[START OF EXTRACTED DATA]

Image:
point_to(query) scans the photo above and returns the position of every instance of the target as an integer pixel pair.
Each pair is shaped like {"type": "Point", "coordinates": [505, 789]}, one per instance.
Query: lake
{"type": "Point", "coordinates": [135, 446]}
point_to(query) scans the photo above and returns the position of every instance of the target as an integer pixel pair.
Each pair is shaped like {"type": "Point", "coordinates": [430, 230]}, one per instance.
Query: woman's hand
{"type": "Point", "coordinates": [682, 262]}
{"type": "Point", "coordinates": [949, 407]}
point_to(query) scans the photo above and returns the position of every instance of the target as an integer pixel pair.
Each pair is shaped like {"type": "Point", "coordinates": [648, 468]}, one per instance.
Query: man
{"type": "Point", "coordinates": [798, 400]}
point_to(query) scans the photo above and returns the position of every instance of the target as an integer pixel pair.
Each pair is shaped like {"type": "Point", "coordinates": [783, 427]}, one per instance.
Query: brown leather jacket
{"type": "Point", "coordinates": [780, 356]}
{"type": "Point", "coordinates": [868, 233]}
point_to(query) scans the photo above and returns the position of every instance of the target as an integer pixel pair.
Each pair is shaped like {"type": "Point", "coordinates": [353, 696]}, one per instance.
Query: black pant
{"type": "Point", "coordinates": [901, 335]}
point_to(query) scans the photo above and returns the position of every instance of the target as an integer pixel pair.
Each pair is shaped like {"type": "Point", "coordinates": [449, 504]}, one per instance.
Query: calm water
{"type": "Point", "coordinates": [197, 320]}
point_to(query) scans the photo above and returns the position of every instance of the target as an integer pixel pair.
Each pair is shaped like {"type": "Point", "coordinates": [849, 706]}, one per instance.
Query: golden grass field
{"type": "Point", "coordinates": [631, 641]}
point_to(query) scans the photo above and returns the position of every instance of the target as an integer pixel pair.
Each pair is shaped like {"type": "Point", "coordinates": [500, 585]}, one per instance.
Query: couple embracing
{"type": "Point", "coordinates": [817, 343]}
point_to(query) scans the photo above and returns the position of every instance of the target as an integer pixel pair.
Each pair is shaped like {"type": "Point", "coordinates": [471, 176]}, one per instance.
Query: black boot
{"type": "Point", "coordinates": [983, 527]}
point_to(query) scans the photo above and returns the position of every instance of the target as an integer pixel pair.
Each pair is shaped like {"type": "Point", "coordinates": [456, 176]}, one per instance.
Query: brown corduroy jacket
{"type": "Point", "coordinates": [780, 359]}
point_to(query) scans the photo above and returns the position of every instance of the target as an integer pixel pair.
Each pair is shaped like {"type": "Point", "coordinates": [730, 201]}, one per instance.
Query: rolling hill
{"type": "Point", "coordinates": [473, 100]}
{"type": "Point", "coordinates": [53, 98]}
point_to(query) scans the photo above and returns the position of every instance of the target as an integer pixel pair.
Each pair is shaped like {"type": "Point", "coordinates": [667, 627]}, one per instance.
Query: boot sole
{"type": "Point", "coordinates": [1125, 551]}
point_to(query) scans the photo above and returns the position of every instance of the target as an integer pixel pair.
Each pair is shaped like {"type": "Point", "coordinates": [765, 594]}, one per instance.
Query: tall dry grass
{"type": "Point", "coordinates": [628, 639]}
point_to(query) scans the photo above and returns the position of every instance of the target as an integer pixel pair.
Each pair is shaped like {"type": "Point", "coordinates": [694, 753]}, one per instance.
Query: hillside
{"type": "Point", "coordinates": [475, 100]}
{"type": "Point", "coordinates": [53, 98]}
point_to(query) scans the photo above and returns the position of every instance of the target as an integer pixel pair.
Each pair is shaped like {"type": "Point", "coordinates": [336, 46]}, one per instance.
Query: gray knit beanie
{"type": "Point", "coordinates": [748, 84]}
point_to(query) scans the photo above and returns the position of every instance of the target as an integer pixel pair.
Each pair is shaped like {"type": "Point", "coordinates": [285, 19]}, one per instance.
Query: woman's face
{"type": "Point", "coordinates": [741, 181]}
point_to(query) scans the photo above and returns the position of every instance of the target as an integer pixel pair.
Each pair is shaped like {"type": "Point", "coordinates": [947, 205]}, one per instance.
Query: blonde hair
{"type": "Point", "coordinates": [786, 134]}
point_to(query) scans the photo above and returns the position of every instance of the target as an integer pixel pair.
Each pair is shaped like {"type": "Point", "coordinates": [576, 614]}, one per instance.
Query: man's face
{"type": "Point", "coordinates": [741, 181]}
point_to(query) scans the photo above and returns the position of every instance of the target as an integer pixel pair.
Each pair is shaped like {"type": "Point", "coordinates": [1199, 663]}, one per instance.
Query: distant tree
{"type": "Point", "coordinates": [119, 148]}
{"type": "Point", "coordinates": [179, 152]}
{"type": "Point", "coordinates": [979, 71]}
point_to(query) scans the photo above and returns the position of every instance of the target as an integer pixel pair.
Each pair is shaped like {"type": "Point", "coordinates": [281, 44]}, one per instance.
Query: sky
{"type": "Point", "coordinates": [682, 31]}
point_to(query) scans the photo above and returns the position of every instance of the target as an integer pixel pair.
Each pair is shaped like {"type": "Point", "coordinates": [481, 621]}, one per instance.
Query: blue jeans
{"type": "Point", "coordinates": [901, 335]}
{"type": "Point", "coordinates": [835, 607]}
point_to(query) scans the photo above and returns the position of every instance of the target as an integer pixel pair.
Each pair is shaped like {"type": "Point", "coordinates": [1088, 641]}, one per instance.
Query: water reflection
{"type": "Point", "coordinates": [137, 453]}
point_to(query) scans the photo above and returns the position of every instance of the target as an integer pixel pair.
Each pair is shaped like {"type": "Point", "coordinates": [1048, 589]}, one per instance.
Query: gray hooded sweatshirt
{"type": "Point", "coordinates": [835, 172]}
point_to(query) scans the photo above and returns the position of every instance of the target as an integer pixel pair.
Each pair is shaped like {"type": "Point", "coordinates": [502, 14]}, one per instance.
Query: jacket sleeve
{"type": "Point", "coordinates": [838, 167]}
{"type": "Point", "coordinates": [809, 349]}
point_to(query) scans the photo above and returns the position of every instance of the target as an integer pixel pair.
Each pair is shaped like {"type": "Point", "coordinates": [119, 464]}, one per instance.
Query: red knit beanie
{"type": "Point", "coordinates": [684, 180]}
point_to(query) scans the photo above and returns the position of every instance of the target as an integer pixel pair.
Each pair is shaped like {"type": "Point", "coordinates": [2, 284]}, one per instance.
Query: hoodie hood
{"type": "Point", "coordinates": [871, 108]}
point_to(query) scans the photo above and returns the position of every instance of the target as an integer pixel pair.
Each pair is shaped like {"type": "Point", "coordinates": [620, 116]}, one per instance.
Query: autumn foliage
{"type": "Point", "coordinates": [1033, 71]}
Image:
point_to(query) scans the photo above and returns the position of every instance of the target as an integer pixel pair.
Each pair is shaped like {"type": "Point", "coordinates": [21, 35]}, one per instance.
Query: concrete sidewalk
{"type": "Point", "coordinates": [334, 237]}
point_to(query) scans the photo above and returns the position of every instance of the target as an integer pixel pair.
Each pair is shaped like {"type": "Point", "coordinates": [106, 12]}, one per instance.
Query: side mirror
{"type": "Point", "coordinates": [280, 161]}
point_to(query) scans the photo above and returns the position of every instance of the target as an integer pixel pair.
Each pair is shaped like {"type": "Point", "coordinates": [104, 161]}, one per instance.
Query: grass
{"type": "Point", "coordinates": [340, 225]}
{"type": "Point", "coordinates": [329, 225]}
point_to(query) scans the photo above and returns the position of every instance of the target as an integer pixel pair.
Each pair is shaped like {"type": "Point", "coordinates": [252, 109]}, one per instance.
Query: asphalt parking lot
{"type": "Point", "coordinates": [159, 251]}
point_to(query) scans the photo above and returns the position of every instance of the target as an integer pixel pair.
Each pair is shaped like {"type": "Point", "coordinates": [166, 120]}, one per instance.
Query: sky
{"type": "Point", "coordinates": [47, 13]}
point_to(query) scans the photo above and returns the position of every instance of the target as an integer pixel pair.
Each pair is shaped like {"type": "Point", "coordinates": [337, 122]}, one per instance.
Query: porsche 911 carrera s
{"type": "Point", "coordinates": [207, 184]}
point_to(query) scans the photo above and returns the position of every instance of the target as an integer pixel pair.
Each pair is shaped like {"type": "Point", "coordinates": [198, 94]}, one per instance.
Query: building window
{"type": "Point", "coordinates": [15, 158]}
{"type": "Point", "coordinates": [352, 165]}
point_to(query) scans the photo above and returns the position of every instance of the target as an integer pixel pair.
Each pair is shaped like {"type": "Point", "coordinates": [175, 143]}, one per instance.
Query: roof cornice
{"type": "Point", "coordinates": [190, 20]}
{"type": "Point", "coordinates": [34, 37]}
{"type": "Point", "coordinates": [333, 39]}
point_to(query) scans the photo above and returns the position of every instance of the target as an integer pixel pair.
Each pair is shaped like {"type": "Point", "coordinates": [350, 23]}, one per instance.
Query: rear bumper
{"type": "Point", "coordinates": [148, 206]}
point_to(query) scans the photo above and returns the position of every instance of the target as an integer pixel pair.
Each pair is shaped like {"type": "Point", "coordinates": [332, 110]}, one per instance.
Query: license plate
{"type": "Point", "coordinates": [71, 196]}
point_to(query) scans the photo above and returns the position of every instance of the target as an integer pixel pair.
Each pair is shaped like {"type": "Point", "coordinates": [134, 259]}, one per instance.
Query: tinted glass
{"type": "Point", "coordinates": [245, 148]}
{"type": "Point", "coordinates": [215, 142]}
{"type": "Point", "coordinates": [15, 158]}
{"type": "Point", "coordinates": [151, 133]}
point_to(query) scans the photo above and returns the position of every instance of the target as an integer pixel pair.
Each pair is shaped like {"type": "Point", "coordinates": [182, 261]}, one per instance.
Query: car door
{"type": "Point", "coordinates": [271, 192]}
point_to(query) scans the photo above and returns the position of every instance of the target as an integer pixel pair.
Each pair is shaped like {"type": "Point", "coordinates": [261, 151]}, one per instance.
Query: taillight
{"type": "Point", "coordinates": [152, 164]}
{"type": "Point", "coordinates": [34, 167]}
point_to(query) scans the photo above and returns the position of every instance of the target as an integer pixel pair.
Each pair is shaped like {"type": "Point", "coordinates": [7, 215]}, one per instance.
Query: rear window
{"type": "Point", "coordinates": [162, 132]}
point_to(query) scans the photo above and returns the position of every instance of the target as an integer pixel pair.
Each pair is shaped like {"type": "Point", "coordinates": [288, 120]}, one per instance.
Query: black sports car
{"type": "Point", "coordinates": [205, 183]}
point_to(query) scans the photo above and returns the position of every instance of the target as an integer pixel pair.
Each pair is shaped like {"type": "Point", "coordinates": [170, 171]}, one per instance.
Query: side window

[END OF EXTRACTED DATA]

_JOB_.
Report every line of the items above that contains the string "black". Case counts.

_THE REPLY_.
Query: black pant
Query: black boot
Query: black sports car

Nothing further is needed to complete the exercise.